**Task instructions**
1) In the passage on ADHD, what did the therapist say focus can be?
2) Repeat the passage on ADHD word for word from "A while back" up to and including "fucking Home Depot.)".

A while back I was diagnosed with ADHD.
The biggest take-away was hardly an “a-ha!” moment: basically, I can’t multi-task effectively. Now, yes, the research shows that no one can, really, but turns out I struggle with it even more than most.
This is especially true with things that are mentally taxing and need a lot of focus, like writing, designing programs, or even thinking through a complex problem. If I add a second stimulus like a podcast, then I become like Jack Nicholson in The Shining, typing “all work and no play makes Bryan watch bulldog videos on YouTube.”
(Relax, I’m not putting an axe through the bathroom door anytime soon. The last thing I have time for is a trip to fucking Home Depot.)
While it helped to have a trendy title for my problem (do I get a support group too? how’s the free coffee?) it also left me a little down, as though I’m not fit for this new world: an old knuckle-dragger trying to get by with a dial-up internet brain in a high-speed WiFi world.
But a therapist assured me that attention deficit isn’t really — or at least not always — a disorder. He also told me something else I kinda already knew: “focus can be trained.”
A very deliberate word choice for him to use with me, and it worked.
Trained as in: like a muscle. Meaning with repetition, frequency, and progression.

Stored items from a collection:
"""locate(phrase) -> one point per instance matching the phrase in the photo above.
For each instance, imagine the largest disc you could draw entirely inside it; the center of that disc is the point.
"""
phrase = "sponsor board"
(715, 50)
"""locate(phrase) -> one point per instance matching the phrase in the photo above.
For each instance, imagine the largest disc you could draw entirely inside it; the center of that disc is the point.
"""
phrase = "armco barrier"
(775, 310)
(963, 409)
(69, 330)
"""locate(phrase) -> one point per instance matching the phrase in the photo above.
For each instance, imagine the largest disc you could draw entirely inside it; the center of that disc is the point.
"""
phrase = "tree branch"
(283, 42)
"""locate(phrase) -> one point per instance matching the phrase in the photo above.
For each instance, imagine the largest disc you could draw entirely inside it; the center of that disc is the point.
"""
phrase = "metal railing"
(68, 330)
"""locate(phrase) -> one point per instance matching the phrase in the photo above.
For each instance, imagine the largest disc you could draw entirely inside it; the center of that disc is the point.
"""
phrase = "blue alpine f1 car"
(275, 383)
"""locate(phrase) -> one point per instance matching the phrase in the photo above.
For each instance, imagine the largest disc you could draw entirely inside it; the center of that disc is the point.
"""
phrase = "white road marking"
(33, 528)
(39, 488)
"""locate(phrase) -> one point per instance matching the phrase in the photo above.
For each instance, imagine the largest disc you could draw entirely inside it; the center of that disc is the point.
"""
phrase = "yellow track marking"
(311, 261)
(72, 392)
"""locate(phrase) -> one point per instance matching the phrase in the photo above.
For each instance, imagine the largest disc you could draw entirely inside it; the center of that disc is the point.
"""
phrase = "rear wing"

**Answers by item number**
1) Focus can be trained.

2)
A while back I was diagnosed with ADHD.
The biggest take-away was hardly an “a-ha!” moment: basically, I can’t multi-task effectively. Now, yes, the research shows that no one can, really, but turns out I struggle with it even more than most.
This is especially true with things that are mentally taxing and need a lot of focus, like writing, designing programs, or even thinking through a complex problem. If I add a second stimulus like a podcast, then I become like Jack Nicholson in The Shining, typing “all work and no play makes Bryan watch bulldog videos on YouTube.”
(Relax, I’m not putting an axe through the bathroom door anytime soon. The last thing I have time for is a trip to fucking Home Depot.)